> [Required action 1]
Decide whether each statement agrees with the data mining article below. Answer yes or no for each, and quote the words of the article that decide it.
(a) The project combining GUHA and Grid was launched in autumn 2008.
(b) The problem of processing statistical data was identified in Finland in the 1960s.
(c) Esko Turunen first came across GUHA while researching the predictability of traffic jams.
> [Required action 2]
Reproduce the stretch of the data mining article below from "The data mining method GUHA emerged" through "of data mining.", keeping every word and punctuation mark unchanged.

(Source extract)

Data mining revs up
"If the GUHA analysis that previously lasted for two days can be
let's say, five hours that will already be a giant step
forward", affirms Adjunct
Professor Esko Turunen.
Tampere University of Technology (TUT) and the University of Economics, Prague are combining the data mining method GUHA and the computational method Grid. The purpose of the project launched in autumn 2008 is to take data processing speed to the next level.
The human capacity to process statistical data on different research subjects was found inadequate decades ago. The problem was identified in the Czech Republic already in the 1960s and some of the brightest minds in the field took on the challenge.
The data mining method GUHA emerged as a result of their efforts. The method can analyse massive amounts of data, identifying hidden patterns and interdependencies between data items. During its long-term development GUHA has become a household name in the field of data mining.
"I first came across GUHA in 2002 when I was researching the predictability of traffic jams and found it a very useful method", says Adjunct Professor Esko Turunen from the Department of Mathematics. Today he is leading a collaboration project on the subject at TUT.

(End Source extract)
(Provided information)

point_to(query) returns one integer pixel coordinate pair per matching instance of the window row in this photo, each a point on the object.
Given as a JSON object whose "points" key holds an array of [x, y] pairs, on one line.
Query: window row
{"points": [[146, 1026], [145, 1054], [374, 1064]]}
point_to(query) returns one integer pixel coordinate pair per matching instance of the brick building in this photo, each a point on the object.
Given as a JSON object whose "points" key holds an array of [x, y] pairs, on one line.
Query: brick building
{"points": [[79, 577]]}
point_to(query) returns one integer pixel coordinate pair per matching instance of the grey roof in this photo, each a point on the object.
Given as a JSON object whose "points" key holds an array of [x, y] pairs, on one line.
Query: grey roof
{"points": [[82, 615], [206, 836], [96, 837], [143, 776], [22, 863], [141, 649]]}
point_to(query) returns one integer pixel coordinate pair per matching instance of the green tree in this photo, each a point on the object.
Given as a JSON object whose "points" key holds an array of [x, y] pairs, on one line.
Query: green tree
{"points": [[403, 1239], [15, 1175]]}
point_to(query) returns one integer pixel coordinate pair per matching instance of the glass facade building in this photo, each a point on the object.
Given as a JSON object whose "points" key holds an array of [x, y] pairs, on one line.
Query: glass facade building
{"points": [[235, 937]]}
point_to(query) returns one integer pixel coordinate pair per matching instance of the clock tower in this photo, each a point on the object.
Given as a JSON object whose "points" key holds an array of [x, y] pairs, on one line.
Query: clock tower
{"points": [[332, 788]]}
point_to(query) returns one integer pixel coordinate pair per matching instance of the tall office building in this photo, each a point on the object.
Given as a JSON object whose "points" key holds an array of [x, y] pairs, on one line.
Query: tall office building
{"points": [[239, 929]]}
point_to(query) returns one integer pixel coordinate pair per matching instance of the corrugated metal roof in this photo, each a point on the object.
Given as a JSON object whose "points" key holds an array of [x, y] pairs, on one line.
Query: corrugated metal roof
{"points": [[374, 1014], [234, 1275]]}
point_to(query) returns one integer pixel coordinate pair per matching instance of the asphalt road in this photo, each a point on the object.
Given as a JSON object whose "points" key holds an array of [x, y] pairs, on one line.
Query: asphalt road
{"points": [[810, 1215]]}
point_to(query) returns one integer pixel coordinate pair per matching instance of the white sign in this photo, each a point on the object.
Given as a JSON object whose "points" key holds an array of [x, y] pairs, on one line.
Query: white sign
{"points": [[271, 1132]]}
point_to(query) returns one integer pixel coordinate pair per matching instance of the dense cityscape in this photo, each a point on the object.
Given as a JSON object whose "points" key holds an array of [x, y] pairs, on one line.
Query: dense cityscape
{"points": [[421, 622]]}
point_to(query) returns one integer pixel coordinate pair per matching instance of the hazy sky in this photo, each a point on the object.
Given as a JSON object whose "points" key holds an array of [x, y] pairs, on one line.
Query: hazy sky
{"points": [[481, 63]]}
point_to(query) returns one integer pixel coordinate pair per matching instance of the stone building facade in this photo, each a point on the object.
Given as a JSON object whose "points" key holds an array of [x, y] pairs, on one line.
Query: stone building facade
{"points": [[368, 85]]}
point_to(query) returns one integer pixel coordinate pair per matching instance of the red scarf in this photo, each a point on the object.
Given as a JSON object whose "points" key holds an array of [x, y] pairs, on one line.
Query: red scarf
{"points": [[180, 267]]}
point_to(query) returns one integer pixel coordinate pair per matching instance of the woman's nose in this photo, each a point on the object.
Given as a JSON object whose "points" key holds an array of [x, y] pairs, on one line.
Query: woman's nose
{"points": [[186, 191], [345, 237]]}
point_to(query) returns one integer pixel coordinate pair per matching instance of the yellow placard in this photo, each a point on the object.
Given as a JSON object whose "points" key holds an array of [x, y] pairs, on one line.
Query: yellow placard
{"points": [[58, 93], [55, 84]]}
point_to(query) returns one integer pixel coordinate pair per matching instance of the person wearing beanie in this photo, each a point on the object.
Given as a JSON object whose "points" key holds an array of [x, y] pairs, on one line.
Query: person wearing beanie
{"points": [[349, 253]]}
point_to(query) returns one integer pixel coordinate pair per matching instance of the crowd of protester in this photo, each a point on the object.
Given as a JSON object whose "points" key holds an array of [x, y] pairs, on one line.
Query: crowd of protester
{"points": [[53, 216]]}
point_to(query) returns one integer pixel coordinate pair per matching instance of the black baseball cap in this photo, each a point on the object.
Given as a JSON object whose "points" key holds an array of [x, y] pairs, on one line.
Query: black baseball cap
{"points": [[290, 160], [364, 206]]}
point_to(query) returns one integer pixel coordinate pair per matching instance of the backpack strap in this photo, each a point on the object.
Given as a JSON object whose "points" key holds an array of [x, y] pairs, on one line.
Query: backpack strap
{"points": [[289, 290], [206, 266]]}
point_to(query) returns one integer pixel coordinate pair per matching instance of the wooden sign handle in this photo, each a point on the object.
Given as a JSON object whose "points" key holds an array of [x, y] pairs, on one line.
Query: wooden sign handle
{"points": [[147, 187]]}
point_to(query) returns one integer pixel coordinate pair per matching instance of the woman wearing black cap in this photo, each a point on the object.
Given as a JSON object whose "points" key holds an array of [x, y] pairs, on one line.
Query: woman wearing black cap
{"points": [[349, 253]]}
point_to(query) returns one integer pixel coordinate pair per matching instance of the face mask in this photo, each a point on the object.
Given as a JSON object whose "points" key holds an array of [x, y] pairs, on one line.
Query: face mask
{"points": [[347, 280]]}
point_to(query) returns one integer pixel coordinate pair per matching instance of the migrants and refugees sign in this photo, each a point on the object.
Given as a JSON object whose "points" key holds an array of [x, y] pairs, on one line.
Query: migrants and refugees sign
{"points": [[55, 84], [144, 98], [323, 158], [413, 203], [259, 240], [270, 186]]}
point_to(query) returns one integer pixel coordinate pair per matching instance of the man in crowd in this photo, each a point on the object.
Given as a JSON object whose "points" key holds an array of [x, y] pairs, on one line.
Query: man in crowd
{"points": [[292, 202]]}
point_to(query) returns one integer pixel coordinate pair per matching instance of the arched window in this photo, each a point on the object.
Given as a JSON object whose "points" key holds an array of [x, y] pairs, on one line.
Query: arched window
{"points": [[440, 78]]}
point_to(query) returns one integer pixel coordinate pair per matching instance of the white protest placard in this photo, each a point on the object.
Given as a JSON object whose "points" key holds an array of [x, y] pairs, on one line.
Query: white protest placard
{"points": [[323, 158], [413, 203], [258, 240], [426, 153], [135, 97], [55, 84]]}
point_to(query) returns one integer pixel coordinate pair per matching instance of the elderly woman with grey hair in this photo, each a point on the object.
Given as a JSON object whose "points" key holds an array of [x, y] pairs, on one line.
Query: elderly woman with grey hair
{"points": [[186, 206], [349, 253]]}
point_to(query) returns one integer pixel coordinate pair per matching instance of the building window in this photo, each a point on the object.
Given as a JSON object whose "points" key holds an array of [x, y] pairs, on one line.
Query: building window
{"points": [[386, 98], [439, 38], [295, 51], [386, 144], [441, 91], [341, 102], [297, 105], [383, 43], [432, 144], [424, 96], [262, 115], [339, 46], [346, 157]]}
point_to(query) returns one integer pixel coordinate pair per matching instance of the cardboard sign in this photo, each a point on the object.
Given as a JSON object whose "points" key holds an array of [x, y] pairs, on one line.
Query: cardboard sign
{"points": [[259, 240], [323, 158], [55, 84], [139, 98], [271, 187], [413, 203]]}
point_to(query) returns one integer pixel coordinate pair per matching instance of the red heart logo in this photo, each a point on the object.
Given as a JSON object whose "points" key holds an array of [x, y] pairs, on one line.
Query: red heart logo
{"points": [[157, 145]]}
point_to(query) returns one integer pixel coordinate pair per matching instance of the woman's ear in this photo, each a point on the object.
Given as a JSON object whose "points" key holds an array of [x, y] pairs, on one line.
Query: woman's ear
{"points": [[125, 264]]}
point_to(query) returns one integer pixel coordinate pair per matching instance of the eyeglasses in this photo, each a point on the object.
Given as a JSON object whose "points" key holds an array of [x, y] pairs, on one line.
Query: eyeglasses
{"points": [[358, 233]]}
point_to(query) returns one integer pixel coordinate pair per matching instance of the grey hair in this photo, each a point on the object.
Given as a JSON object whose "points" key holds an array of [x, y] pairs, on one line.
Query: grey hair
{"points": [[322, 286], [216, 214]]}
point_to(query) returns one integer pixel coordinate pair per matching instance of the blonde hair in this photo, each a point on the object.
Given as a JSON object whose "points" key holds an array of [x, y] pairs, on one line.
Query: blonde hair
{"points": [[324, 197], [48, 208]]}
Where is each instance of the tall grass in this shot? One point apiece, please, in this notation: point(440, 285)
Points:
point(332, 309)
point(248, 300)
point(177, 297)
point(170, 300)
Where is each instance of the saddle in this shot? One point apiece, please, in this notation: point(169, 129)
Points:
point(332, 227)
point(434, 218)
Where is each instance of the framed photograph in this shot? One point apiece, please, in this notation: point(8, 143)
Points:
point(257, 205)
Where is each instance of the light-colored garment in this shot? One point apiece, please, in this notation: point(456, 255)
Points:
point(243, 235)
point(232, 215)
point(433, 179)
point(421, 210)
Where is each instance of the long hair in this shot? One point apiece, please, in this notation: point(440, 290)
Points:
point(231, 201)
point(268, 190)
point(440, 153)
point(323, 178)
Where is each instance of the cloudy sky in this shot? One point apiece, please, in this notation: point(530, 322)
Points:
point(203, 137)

(End Provided information)

> [Written answer 1]
(a) Yes: "The purpose of the project launched in autumn 2008 is to take data processing speed to the next level."
(b) No: "The problem was identified in the Czech Republic already in the 1960s"
(c) Yes: "I first came across GUHA in 2002 when I was researching the predictability of traffic jams"

> [Written answer 2]
The data mining method GUHA emerged as a result of their efforts. The method can analyse massive amounts of data, identifying hidden patterns and interdependencies between data items. During its long-term development GUHA has become a household name in the field of data mining.